▶ What the task requires:
Transcribe the entries below line for line, without changing a single character.

▶ Dataset rows:
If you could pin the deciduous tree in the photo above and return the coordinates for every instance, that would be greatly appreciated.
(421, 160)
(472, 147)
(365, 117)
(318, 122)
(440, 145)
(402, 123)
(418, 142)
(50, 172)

▶ Expected output:
If you could pin the deciduous tree in the photo above and return the coordinates for every instance, that would be greatly appreciated.
(421, 160)
(472, 147)
(365, 117)
(318, 122)
(440, 145)
(402, 123)
(418, 142)
(50, 172)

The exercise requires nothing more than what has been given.